• PROBLEM STATEMENT
Report every line of the records below that contains the string "gift", with case counting.

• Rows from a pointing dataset

+ + + +

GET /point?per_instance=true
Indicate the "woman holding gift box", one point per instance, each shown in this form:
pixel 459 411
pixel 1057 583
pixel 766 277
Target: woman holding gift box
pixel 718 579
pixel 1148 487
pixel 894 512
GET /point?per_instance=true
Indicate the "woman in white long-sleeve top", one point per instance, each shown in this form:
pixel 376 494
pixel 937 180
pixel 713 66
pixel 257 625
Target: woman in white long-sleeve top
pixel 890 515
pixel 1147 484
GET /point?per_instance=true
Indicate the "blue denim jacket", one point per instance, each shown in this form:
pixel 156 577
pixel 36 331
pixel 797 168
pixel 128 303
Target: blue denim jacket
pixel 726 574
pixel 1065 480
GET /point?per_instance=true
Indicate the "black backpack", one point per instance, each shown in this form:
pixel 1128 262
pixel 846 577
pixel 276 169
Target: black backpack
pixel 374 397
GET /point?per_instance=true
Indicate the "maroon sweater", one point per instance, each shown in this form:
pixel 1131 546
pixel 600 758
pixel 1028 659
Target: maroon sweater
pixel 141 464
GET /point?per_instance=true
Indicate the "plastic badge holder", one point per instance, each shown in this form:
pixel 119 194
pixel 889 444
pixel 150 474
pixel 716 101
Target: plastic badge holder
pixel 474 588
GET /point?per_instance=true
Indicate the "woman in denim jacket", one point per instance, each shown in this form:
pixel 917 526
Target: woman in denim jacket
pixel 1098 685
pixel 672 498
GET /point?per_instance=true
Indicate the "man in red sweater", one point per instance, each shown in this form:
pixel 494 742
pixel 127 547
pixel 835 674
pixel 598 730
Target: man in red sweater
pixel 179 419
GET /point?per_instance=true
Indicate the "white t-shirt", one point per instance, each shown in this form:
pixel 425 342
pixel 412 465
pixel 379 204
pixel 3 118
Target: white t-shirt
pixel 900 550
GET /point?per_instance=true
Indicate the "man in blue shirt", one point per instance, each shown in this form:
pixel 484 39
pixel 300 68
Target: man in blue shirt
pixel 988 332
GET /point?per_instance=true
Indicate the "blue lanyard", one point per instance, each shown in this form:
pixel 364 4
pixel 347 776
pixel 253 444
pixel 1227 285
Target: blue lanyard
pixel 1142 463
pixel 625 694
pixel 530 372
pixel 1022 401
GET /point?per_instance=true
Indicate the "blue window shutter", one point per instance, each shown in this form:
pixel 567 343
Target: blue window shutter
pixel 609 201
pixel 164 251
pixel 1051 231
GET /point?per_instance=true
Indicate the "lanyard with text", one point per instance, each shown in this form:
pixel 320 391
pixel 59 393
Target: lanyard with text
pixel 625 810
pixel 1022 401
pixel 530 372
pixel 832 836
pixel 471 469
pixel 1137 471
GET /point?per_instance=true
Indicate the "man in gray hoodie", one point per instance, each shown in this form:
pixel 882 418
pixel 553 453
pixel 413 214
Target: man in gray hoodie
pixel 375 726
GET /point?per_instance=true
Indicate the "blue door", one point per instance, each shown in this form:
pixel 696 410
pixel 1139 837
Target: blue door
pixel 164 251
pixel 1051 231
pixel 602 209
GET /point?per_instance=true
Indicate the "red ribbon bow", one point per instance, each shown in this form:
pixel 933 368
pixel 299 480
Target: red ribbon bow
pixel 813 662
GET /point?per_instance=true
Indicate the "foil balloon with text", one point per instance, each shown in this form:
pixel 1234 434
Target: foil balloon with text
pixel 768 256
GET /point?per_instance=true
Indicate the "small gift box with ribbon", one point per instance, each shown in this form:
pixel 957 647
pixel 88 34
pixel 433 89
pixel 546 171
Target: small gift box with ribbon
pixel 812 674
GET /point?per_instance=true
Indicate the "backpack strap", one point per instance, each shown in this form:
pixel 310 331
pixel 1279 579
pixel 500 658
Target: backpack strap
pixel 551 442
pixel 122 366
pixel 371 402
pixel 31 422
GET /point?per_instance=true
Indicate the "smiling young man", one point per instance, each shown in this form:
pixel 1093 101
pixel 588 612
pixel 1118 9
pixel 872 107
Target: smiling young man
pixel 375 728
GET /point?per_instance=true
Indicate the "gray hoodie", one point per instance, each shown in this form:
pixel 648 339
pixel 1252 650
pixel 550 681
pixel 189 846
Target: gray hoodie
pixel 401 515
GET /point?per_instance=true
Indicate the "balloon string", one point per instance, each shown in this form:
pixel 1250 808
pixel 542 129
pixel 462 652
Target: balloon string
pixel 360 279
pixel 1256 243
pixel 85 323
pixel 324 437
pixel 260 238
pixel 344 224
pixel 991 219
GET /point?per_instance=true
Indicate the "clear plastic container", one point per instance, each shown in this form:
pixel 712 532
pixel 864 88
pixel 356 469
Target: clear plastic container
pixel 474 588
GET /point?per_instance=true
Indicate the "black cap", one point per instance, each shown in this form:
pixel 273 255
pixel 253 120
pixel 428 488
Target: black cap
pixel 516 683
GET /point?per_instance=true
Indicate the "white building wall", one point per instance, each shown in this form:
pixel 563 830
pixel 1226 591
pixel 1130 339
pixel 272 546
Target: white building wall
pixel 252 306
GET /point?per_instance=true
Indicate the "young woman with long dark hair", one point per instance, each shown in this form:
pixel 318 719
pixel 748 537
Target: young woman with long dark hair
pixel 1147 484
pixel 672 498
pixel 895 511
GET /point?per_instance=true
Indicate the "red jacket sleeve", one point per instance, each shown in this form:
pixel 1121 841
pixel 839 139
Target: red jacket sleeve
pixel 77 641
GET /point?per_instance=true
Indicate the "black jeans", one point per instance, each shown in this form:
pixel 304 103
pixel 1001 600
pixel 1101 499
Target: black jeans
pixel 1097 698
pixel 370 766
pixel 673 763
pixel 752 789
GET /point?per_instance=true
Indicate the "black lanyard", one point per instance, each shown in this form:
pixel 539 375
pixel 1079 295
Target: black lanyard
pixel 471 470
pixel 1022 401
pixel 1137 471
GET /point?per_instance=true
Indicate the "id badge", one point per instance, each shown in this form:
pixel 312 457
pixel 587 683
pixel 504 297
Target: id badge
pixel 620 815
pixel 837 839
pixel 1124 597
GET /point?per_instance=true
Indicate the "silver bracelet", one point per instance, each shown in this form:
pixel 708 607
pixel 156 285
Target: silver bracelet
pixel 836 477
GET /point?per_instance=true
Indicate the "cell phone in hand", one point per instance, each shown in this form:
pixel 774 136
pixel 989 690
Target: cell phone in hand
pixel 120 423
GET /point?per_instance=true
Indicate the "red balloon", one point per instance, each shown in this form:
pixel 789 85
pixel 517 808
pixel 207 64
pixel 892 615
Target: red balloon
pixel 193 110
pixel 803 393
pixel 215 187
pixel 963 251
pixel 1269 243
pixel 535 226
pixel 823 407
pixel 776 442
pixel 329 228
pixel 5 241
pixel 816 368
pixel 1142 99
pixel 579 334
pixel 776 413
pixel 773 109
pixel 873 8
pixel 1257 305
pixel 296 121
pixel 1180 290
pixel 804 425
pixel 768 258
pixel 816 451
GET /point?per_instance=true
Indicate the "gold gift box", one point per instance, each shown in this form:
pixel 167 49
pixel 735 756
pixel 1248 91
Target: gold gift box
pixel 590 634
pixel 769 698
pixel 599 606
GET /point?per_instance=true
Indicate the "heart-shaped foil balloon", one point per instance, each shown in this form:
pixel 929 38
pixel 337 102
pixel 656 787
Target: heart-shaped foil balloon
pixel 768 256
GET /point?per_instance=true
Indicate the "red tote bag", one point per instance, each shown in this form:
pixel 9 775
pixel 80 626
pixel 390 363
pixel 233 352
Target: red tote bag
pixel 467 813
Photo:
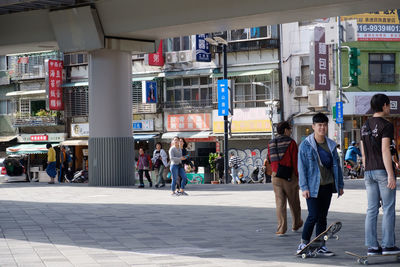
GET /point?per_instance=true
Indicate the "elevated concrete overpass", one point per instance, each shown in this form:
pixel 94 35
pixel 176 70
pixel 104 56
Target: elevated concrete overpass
pixel 113 29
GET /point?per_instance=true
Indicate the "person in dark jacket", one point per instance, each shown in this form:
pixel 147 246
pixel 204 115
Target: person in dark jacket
pixel 282 150
pixel 144 164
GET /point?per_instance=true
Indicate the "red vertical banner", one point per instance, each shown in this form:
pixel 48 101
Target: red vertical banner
pixel 55 82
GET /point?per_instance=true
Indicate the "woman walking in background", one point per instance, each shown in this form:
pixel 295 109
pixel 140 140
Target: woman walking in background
pixel 175 155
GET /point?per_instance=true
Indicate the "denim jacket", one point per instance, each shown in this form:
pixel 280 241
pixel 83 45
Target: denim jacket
pixel 308 165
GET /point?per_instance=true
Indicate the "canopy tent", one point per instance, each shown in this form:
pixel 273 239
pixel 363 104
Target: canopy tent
pixel 29 149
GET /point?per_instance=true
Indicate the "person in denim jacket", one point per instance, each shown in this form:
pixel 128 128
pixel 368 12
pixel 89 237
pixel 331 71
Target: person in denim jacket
pixel 320 175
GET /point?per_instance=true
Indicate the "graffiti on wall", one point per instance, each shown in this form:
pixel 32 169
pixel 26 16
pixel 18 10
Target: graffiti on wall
pixel 250 160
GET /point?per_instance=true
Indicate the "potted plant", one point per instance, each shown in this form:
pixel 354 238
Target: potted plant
pixel 211 160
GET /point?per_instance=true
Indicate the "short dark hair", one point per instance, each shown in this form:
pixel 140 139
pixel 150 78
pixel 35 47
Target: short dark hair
pixel 280 128
pixel 378 101
pixel 320 118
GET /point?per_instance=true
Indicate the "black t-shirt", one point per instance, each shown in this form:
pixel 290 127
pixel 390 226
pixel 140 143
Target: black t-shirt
pixel 379 128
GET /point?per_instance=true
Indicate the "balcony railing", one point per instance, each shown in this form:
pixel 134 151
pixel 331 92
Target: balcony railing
pixel 26 120
pixel 207 103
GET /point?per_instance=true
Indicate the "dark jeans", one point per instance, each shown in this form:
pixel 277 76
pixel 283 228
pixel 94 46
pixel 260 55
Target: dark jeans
pixel 317 212
pixel 146 173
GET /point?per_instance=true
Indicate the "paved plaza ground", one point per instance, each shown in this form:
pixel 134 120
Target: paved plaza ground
pixel 217 225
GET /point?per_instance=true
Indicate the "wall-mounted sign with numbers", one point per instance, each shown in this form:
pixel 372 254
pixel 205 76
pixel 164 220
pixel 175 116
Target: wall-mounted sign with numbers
pixel 55 81
pixel 319 61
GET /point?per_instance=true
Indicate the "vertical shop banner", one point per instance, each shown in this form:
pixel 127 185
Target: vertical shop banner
pixel 339 112
pixel 55 81
pixel 377 26
pixel 223 98
pixel 321 60
pixel 149 92
pixel 202 48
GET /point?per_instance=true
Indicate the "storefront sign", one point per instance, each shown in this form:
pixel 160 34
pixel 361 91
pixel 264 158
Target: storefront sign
pixel 189 122
pixel 79 129
pixel 155 59
pixel 149 92
pixel 55 82
pixel 202 48
pixel 223 98
pixel 244 121
pixel 143 125
pixel 40 138
pixel 377 26
pixel 362 105
pixel 320 67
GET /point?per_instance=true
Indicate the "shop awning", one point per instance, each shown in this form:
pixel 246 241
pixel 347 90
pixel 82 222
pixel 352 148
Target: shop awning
pixel 170 135
pixel 242 73
pixel 75 84
pixel 8 138
pixel 29 149
pixel 81 142
pixel 139 137
pixel 25 93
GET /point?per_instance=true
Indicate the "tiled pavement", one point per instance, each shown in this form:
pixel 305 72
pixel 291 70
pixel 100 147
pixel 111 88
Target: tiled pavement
pixel 217 225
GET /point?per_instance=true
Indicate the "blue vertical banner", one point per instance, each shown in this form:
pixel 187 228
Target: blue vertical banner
pixel 339 112
pixel 150 91
pixel 202 48
pixel 223 98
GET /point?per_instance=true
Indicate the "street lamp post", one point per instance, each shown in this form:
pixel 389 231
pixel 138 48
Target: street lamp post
pixel 218 41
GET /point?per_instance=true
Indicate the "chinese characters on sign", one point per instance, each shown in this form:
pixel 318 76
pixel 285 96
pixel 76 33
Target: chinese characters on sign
pixel 339 112
pixel 189 122
pixel 35 138
pixel 202 48
pixel 377 26
pixel 55 81
pixel 321 56
pixel 149 92
pixel 223 98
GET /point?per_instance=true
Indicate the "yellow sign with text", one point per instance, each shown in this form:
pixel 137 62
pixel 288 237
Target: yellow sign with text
pixel 247 126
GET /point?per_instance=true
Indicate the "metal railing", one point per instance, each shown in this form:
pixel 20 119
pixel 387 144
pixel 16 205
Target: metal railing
pixel 207 103
pixel 20 120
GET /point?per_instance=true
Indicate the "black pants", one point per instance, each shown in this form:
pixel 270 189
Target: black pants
pixel 146 173
pixel 317 212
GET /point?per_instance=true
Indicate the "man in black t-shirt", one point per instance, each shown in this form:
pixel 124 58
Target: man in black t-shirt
pixel 380 182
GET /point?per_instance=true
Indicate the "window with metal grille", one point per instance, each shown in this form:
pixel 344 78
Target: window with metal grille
pixel 76 101
pixel 382 68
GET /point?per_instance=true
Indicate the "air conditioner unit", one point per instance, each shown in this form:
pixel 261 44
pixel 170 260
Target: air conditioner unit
pixel 317 99
pixel 185 56
pixel 301 91
pixel 171 57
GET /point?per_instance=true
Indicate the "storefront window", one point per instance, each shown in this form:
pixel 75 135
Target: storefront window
pixel 382 68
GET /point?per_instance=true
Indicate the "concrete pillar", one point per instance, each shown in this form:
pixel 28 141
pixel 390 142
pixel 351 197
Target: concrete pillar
pixel 111 146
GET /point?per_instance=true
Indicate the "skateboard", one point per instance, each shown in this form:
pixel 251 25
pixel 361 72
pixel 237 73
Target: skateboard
pixel 364 259
pixel 311 249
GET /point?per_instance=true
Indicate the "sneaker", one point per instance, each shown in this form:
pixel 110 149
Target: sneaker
pixel 390 251
pixel 300 247
pixel 373 251
pixel 323 251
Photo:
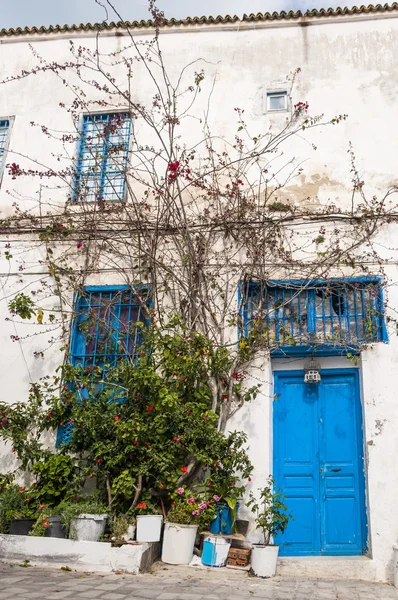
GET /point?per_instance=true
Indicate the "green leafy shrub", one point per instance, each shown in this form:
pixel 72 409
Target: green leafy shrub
pixel 271 512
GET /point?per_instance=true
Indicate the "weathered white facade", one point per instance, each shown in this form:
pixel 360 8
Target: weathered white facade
pixel 348 66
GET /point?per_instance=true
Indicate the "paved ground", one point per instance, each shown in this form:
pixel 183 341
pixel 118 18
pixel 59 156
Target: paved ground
pixel 175 583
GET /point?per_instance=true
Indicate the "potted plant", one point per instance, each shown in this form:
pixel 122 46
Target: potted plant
pixel 18 513
pixel 123 528
pixel 226 481
pixel 149 520
pixel 271 518
pixel 84 519
pixel 188 512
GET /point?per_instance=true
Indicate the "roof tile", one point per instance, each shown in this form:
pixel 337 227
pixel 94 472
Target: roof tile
pixel 149 24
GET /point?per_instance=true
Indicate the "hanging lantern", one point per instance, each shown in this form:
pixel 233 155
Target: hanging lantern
pixel 312 374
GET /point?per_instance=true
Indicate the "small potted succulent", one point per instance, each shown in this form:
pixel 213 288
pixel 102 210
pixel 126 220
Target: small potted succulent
pixel 18 511
pixel 123 528
pixel 272 518
pixel 189 511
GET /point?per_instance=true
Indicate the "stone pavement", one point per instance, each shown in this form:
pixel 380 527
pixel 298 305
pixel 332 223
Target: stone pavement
pixel 178 583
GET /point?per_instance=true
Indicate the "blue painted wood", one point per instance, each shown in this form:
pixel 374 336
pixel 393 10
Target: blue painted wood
pixel 109 339
pixel 331 317
pixel 319 464
pixel 103 156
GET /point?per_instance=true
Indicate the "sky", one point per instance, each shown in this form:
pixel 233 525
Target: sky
pixel 21 13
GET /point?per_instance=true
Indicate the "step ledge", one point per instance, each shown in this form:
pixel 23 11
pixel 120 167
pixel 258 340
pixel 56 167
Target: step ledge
pixel 80 556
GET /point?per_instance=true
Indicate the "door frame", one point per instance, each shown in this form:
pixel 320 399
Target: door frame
pixel 361 448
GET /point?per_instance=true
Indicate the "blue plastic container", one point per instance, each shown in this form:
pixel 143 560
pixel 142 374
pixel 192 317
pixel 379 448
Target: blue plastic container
pixel 215 551
pixel 223 523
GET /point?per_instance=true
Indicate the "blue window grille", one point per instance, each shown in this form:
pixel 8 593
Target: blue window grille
pixel 103 157
pixel 4 128
pixel 299 317
pixel 105 331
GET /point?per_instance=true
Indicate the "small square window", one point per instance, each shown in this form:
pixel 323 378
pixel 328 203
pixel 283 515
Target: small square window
pixel 276 101
pixel 4 132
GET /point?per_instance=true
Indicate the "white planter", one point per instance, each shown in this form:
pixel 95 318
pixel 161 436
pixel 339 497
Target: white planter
pixel 130 535
pixel 88 528
pixel 264 559
pixel 178 543
pixel 149 528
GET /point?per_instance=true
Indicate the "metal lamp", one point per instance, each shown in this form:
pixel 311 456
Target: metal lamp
pixel 312 374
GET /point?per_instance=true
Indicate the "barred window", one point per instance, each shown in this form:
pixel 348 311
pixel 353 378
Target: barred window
pixel 4 130
pixel 107 329
pixel 336 313
pixel 103 157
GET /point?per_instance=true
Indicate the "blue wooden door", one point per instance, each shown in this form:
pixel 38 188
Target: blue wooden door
pixel 318 463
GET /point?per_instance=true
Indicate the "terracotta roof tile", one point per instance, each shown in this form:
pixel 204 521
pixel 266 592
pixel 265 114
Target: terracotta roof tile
pixel 248 18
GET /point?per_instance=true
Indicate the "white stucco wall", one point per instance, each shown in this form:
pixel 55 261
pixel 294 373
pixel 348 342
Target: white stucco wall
pixel 347 66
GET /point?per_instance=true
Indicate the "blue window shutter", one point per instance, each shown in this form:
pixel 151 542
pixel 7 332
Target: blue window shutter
pixel 327 316
pixel 103 157
pixel 4 129
pixel 101 332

+ + + +

• IN RESPONSE
Indicate the "woman holding gift box", one point per instance, each shown in this form:
Target: woman holding gift box
Indicate the "small gift box with ribbon", one point per instance, each shown in this form:
Target: small gift box with ribbon
Indicate the "gold gift box", one point per instance, each shown in this form:
Target: gold gift box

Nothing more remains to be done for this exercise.